* [What the task requires]:
Locate the line containing "Note to the class: point to the bare shoulder" in the data below. Reproduce it and every following line up to the end, exactly as given.

+++ Data entries

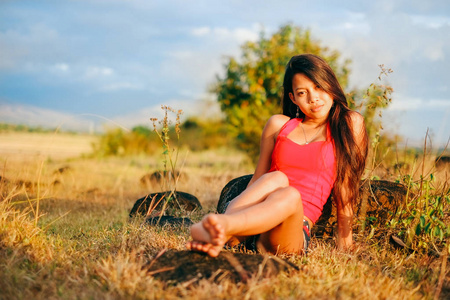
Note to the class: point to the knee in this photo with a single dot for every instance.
(277, 178)
(291, 196)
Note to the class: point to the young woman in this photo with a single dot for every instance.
(317, 146)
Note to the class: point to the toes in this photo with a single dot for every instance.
(214, 251)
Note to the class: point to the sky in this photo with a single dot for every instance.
(90, 64)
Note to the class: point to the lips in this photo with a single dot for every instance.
(316, 108)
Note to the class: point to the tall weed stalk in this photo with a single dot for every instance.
(170, 174)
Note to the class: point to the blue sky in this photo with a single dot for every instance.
(61, 62)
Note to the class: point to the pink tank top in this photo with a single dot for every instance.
(310, 168)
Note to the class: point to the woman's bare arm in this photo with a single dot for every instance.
(345, 209)
(268, 138)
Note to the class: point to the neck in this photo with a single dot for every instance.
(314, 122)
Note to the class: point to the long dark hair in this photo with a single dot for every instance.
(350, 158)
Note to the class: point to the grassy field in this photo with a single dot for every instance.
(65, 232)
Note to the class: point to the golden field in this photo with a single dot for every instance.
(65, 232)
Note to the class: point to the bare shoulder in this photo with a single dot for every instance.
(277, 121)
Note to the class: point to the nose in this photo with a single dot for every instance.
(314, 96)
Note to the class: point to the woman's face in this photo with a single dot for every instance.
(312, 100)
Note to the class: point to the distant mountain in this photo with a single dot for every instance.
(34, 116)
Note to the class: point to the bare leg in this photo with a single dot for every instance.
(258, 191)
(280, 207)
(255, 193)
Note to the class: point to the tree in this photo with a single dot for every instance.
(251, 90)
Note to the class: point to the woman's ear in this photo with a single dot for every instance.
(291, 96)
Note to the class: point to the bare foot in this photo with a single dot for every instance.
(208, 235)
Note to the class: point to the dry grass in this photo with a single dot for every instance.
(67, 235)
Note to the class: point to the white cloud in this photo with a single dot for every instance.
(200, 31)
(122, 86)
(93, 71)
(62, 67)
(433, 22)
(407, 103)
(239, 35)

++++++

* [Completed exercise]:
Note to the class: point to the bare shoulder in this photo with a single dot for every instance.
(277, 121)
Note to the class: point to the nose in this photo with a single dot for every instance.
(314, 96)
Note to the class: point to the woman's face in this photo with a single dot for every instance.
(312, 100)
Note to the class: point to the distant mountain in this photo with a single dot for every instance.
(34, 116)
Note to the class: point to the bare leg in this photo with a single dot for every instance.
(258, 191)
(280, 207)
(255, 193)
Note to the class: point to the tree in this photo with a single dot for every instance.
(251, 90)
Note to the class: point to the woman's ear in this photo with a single dot for every instance.
(291, 96)
Note to the class: point to the bare foot in this photo with a single dot for every instance.
(208, 235)
Note to the class: point to the dry grass in this photo with a single dot for every instance.
(67, 235)
Note to the class: point to the white cloud in this photo with a single dot for every instance.
(200, 31)
(122, 86)
(93, 71)
(62, 67)
(433, 22)
(407, 103)
(239, 35)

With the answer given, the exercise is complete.